▶ [What is needed] Your task is to reproduce the entries below word for word.

▶ [Records]
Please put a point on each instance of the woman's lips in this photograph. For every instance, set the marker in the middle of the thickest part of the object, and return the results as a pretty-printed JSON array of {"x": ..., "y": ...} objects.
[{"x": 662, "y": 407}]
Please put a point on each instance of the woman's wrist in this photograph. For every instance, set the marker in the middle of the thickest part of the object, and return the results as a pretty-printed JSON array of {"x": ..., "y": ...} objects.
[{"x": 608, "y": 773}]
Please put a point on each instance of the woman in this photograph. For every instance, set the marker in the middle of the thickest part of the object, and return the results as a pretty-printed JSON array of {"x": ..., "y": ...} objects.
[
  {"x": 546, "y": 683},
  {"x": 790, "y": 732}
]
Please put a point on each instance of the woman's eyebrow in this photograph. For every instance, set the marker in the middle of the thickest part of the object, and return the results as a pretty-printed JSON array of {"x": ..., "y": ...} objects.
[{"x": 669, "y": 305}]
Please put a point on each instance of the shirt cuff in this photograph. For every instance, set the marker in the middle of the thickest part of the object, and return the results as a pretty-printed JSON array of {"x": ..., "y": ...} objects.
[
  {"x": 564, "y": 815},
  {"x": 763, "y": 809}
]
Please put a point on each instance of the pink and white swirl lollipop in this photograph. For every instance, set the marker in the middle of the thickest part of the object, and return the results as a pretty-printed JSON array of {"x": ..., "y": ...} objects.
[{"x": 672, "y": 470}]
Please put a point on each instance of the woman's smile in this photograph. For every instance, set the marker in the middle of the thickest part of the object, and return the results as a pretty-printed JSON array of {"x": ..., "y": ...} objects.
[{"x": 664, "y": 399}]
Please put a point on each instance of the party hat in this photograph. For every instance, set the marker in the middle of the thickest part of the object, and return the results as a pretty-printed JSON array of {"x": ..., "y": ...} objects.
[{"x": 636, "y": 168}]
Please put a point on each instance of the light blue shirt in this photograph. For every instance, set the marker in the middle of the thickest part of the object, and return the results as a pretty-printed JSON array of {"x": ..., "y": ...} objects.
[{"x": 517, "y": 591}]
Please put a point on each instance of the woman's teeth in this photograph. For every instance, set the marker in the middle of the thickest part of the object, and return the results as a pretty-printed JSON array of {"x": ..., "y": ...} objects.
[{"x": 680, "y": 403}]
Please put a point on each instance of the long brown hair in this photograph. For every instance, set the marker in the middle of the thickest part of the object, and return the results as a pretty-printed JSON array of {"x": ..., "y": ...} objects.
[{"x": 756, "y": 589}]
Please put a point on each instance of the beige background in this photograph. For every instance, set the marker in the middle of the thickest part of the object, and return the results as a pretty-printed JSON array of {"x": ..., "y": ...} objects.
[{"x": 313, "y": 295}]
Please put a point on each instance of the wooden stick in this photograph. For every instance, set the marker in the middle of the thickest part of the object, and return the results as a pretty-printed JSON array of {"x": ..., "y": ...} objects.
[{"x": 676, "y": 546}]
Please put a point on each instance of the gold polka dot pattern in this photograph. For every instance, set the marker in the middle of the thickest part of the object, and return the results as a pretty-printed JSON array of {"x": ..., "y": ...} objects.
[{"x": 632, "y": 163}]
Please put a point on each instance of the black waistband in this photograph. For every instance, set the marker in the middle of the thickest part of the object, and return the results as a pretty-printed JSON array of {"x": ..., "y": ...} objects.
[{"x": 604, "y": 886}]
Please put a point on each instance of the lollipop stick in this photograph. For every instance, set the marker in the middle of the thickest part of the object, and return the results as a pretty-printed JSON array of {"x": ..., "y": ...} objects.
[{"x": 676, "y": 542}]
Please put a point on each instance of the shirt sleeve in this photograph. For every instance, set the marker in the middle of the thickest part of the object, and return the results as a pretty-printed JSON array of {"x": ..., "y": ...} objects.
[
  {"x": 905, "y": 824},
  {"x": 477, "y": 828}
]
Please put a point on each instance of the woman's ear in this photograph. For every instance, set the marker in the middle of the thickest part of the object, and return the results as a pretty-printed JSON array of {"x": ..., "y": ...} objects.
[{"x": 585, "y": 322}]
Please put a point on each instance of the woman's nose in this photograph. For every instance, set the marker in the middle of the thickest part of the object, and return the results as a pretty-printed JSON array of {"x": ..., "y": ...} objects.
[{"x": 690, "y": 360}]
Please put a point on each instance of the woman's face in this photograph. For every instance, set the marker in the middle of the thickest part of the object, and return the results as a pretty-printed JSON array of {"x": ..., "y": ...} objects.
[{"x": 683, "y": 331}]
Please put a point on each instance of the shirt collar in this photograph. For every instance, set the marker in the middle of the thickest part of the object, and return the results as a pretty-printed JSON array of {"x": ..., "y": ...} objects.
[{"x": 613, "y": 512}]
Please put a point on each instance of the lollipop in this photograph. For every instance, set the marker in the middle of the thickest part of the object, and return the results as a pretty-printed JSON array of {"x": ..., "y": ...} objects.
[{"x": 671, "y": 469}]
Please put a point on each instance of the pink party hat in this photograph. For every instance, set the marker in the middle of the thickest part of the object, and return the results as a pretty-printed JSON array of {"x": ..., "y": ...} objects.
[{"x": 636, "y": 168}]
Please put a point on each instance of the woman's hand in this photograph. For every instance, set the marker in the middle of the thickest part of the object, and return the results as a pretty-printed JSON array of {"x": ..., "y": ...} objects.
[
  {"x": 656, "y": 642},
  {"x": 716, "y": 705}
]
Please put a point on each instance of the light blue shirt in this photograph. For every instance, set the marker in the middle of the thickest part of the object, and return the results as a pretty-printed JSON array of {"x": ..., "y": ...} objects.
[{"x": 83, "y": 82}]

▶ [Result for this exercise]
Please put a point on each instance of the woman's lips in this photograph. For every instance, set the marker in the middle of the thickest part of the object, and return the results as a pretty-printed JSON array of {"x": ..., "y": ...} objects.
[{"x": 662, "y": 407}]
Please put a point on each instance of the woman's wrist in this photograph. For every instance, set the marker in the middle of the thickest part of the object, and return the results as a pretty-printed JSON array of {"x": ..., "y": ...} objects.
[{"x": 608, "y": 773}]
Please put a point on each instance of the woman in this photograph. For every instance, set the marker in the middle of the thickest part of the object, and return the results as a pretty-printed JSON array of {"x": ..., "y": ...} objects.
[
  {"x": 546, "y": 683},
  {"x": 790, "y": 732}
]
Please put a point on each instance of the woman's eyebrow in this photograph. For every instance, set the marker in the middle of the thickest part of the object, and return the results as a pretty-printed JSON array of {"x": ..., "y": ...} objects.
[{"x": 669, "y": 305}]
Please put a point on each instance of the shirt cuff in this photograph. For every instance, set the marker in the middle of the thickest part of the object, and return the results as a pretty-printed JSON array of {"x": ..., "y": ...} objects.
[
  {"x": 564, "y": 815},
  {"x": 763, "y": 809}
]
Please put a point on each instance of the pink and white swirl lollipop in this photograph. For every instance, set the marker in the middle of the thickest part of the object, and return the results as a pretty-printed JSON array of {"x": ..., "y": ...} objects.
[{"x": 672, "y": 470}]
Please put a point on each instance of the woman's smile in this photograph. For every instance, set the marker in the middle of the thickest part of the object, and return the results as a pretty-printed JSON array of {"x": ..., "y": ...} objects.
[{"x": 664, "y": 399}]
Please put a point on each instance of the party hat in this photograph. For every instance, set the marker in the middle of the thickest part of the object, and return the results as a pretty-printed JSON array of {"x": ..., "y": ...} objects.
[{"x": 636, "y": 168}]
Please put a point on each instance of the light blue shirt in this photograph. For every instance, set the marker in the middle of the thickest part of the object, and return the results as a pretty-printed JSON array of {"x": ..., "y": ...} objects.
[{"x": 517, "y": 591}]
Please put a point on each instance of the woman's teeth in this photograph. For every instance, set the marker in the middle of the thickest part of the object, and return the results as a pretty-printed JSON array of {"x": ..., "y": ...} objects.
[{"x": 680, "y": 403}]
Please put a point on each instance of the long brown hair in this photograph. For every instance, set the marker in the middle of the thickest part of the object, and return the results as a pretty-printed JSON array of {"x": ..., "y": ...} objects.
[{"x": 756, "y": 589}]
Please put a point on each instance of the beige background in this photograph. For every instance, set the marker in the middle of the thickest part of the object, and return the results as a pretty-printed JSON array of {"x": ..., "y": ...} objects.
[{"x": 313, "y": 295}]
Please put a point on each instance of the wooden stick in this photograph. For every instance, set the marker in the middle of the thickest part of the object, and return the results as a pretty-printed JSON array of {"x": ..., "y": ...} objects.
[{"x": 676, "y": 546}]
Please put a point on each instance of the gold polka dot pattern in this photograph. For every instance, set the marker in the middle of the thickest part of the object, and return the results as a pretty-printed JSON array of {"x": ..., "y": ...} objects.
[{"x": 632, "y": 163}]
Please put a point on each instance of the black waistband in this photograph. For every instance, set the marker in the middle of the thickest part of the object, and return the results as a pretty-printed JSON array of {"x": ..., "y": ...} objects.
[{"x": 604, "y": 886}]
Please put a point on each instance of the lollipop stick in this photograph. For every instance, set the marker in the middle of the thickest part of the object, and return the results as a pretty-printed JSON array of {"x": ..., "y": ...} objects.
[{"x": 676, "y": 542}]
Please put a point on each instance of the shirt sleeve in this photograph. For every instance, set the marker in the middle of the thickest part of the object, and return the results as a pretty-printed JSON array of {"x": ..., "y": ...} objects.
[
  {"x": 905, "y": 824},
  {"x": 477, "y": 828}
]
Please put a point on each instance of the woman's ear in this photograph. For every instance, set the marker in the middle of the thickest part of the object, and return the results as a pretty-printed JSON array of {"x": ..., "y": ...} objects.
[{"x": 585, "y": 322}]
Please put a point on each instance of the woman's nose in this photograph. For every instance, set the marker in the middle of the thickest part of the object, and return the results as a pretty-printed JSON array of {"x": ..., "y": ...} objects.
[{"x": 690, "y": 360}]
Please put a point on each instance of the woman's face in this photograph. For every instance, set the marker in the middle of the thickest part of the object, and return the results as a pretty-printed JSON array of {"x": ..., "y": ...} objects.
[{"x": 683, "y": 331}]
Please put a point on each instance of the shirt collar in this photograph. For every instance, set the marker in the middle of the thickest part of the object, and return the results as a pretty-printed JSON array of {"x": ..., "y": ...} objects.
[{"x": 613, "y": 512}]
Please put a point on each instance of the lollipop in this photograph. For every instance, set the marker in the middle of the thickest part of the object, and return the results as a pretty-printed JSON array of {"x": ..., "y": ...} objects.
[{"x": 671, "y": 469}]
Please put a point on each instance of the pink party hat in this photograph. For every instance, set the marker in the middle of the thickest part of the object, and return the results as a pretty-printed JSON array of {"x": ..., "y": ...} objects.
[{"x": 636, "y": 168}]
Please put a point on each instance of the woman's hand in this photograph. For every instance, set the marker in the middle of the thickest part of the object, and return the results as a pretty-printed JSON array of {"x": ..., "y": ...} objects.
[
  {"x": 656, "y": 642},
  {"x": 716, "y": 705}
]
Please put a point on each instance of the light blue shirt in this photograph. For every instance, set the marker in the middle of the thickest part of the object, and return the results as a pretty-printed JSON array of {"x": ..., "y": ...} objects.
[{"x": 83, "y": 82}]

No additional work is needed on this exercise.